Dataset excerpt>
= = = = = = =

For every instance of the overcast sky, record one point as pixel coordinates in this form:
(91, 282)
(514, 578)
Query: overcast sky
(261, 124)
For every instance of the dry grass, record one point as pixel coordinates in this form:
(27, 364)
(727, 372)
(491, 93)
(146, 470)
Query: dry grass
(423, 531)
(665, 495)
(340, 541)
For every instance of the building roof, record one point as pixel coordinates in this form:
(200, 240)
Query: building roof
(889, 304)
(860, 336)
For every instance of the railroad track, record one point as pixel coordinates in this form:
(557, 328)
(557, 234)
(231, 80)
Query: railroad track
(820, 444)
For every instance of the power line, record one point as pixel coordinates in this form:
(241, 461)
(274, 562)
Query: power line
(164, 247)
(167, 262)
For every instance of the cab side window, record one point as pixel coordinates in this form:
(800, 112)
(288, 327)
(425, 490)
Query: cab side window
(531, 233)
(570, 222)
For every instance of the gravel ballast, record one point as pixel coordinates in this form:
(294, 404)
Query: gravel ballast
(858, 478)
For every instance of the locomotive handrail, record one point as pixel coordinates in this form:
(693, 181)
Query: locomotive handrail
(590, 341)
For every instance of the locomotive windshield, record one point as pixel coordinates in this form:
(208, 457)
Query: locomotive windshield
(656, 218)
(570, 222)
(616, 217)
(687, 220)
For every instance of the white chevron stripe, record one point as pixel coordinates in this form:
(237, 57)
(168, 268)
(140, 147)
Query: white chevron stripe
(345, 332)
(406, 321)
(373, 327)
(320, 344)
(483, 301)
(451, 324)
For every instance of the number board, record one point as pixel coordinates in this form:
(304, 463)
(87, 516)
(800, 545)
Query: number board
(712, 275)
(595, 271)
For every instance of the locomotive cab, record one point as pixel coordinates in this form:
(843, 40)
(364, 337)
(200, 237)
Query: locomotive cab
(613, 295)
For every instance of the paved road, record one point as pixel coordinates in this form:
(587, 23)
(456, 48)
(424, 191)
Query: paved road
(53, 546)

= = = = = = =

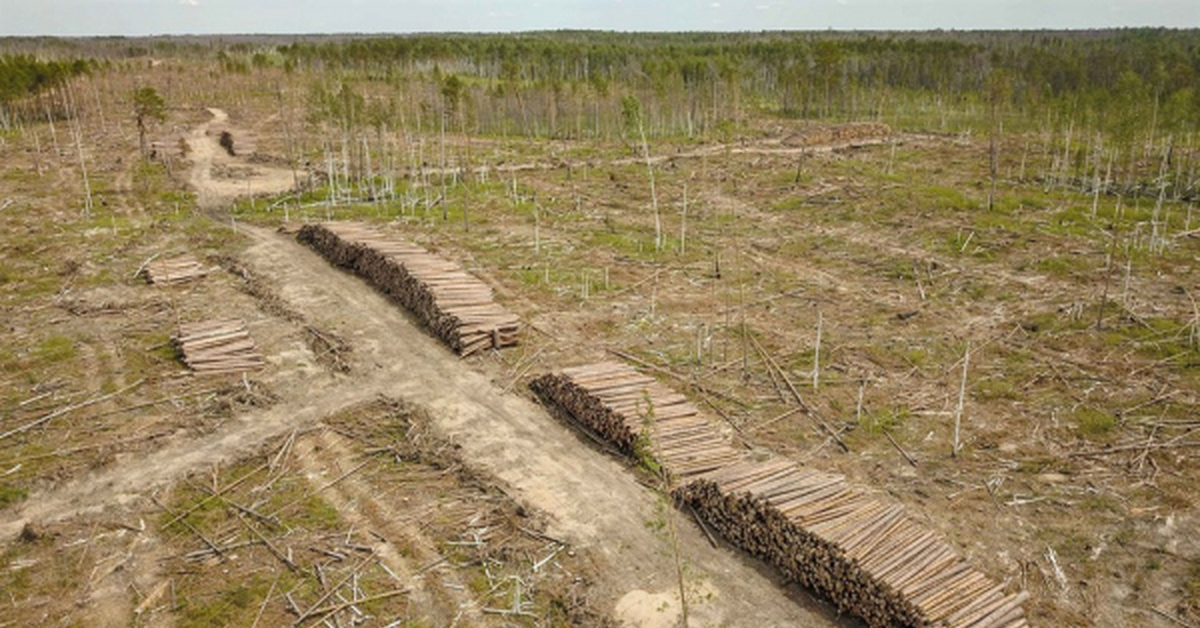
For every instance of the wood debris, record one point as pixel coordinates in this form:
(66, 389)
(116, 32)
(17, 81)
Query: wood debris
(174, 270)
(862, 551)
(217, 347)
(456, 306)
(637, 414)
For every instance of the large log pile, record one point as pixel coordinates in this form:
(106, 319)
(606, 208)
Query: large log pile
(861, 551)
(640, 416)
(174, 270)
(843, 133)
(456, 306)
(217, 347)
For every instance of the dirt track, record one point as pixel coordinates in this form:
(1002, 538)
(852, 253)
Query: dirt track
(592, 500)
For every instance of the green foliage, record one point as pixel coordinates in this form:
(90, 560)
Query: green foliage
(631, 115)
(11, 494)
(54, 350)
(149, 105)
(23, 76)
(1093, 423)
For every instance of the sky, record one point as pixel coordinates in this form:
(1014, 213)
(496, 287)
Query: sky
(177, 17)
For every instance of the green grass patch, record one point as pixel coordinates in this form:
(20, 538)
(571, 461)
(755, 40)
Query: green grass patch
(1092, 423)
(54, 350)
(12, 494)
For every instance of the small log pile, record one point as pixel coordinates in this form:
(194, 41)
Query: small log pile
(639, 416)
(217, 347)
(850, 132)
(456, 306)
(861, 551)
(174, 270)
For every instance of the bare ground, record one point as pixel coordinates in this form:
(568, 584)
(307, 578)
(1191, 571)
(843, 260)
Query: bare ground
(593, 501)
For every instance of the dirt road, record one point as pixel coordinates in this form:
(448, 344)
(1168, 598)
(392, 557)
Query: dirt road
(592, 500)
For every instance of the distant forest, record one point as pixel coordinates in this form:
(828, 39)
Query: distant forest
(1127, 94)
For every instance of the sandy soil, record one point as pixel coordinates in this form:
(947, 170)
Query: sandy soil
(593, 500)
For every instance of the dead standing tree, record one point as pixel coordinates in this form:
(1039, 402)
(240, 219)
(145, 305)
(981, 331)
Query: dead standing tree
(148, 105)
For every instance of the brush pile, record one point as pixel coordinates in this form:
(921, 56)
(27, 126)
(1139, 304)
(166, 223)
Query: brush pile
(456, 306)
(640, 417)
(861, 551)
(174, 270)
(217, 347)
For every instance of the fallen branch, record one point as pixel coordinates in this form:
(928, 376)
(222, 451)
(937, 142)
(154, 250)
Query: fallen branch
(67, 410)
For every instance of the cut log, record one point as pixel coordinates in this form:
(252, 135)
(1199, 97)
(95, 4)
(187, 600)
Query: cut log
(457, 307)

= = = = = = =

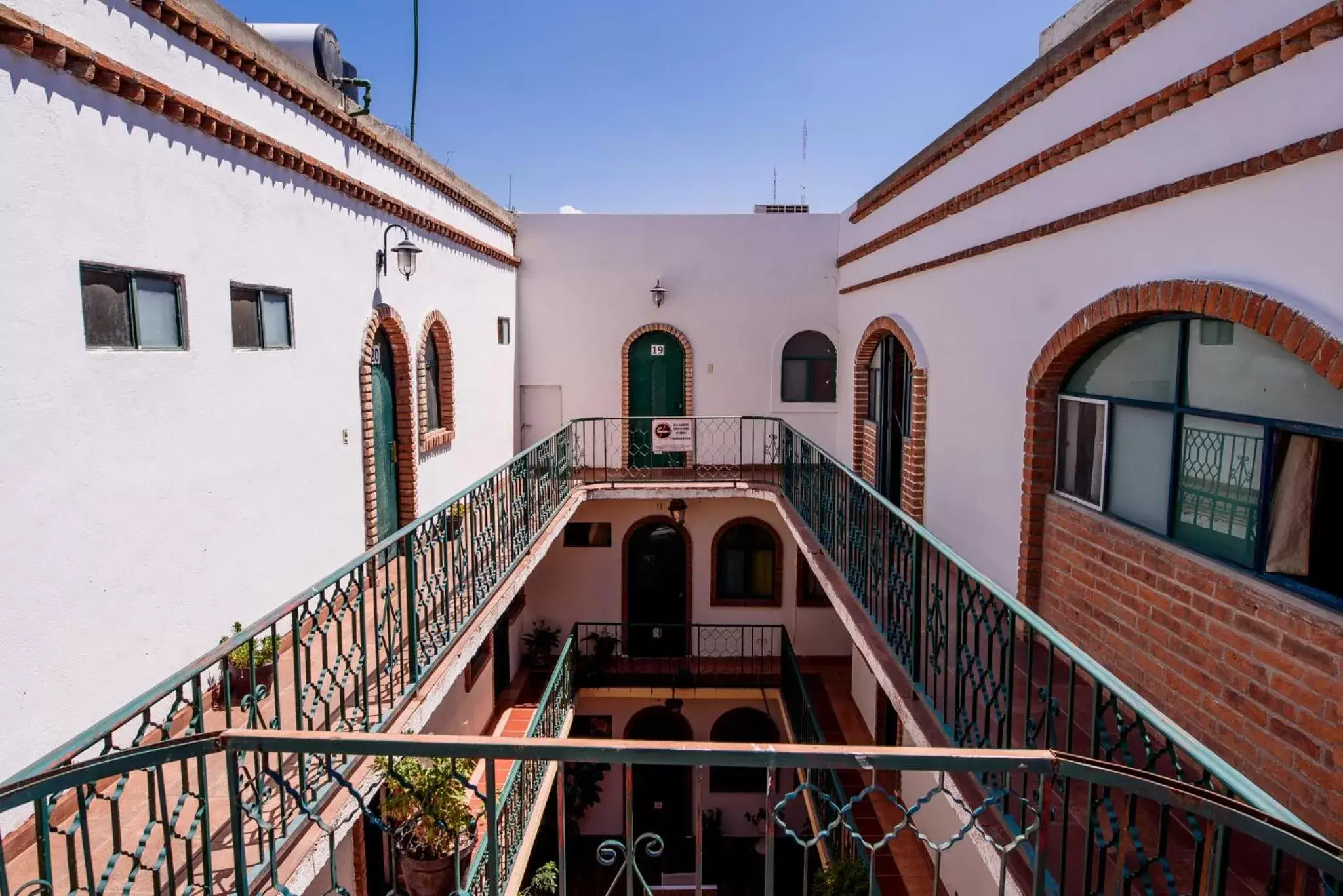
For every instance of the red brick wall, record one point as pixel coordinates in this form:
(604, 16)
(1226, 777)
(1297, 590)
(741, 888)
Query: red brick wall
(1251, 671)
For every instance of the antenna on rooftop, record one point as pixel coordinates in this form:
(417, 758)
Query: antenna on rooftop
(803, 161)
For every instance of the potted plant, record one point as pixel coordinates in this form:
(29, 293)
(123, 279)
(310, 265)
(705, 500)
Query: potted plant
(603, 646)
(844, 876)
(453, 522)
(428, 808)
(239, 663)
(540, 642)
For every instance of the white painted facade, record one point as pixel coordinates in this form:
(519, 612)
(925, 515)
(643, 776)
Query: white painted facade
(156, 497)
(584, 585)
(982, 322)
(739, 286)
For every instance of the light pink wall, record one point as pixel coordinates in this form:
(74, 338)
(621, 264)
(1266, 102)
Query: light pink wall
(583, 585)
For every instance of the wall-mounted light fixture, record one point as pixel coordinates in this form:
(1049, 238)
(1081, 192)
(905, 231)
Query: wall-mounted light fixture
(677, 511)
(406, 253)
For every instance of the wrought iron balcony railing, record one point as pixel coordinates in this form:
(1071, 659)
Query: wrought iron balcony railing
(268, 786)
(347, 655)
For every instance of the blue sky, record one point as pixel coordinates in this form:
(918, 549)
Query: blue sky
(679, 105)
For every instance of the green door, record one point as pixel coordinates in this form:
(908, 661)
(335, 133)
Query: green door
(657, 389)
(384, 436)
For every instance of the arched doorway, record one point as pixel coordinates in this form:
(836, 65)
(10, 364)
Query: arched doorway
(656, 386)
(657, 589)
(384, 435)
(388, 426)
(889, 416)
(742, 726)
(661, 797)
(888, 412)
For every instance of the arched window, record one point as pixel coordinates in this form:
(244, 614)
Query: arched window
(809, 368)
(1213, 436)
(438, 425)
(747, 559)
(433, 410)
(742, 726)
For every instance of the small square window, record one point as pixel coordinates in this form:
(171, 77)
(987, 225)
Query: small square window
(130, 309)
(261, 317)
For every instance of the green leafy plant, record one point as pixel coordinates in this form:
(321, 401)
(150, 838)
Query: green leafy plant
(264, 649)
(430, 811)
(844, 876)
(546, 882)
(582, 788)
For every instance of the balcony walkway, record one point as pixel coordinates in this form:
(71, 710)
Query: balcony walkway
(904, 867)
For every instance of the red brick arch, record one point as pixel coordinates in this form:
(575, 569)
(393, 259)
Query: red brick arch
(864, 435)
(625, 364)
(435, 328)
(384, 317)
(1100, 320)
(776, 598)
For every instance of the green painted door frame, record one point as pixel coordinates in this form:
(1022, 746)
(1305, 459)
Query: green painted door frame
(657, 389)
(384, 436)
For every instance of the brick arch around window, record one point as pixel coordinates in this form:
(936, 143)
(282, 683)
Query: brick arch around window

= = = = = = =

Instructions to follow> Can you pull out the lines above, from the line with "For every instance of the red brick arch, record" to the line with "Query: brick arch around window", both ends included, and reproduce them word for word?

Task response>
For every instance of the red brick arch, record one point as pixel coordinates in this form:
(575, 569)
(393, 259)
Query: red brick arch
(864, 435)
(625, 364)
(435, 328)
(384, 317)
(1100, 320)
(776, 598)
For every instance of the green painted door frame, record one point as pixel coordinates in this form:
(1022, 746)
(1305, 459)
Query: green painted door frame
(657, 389)
(384, 436)
For every instance of the brick arch around window, record one point as pixel coordinates in this form:
(936, 143)
(282, 683)
Query: brick arch around window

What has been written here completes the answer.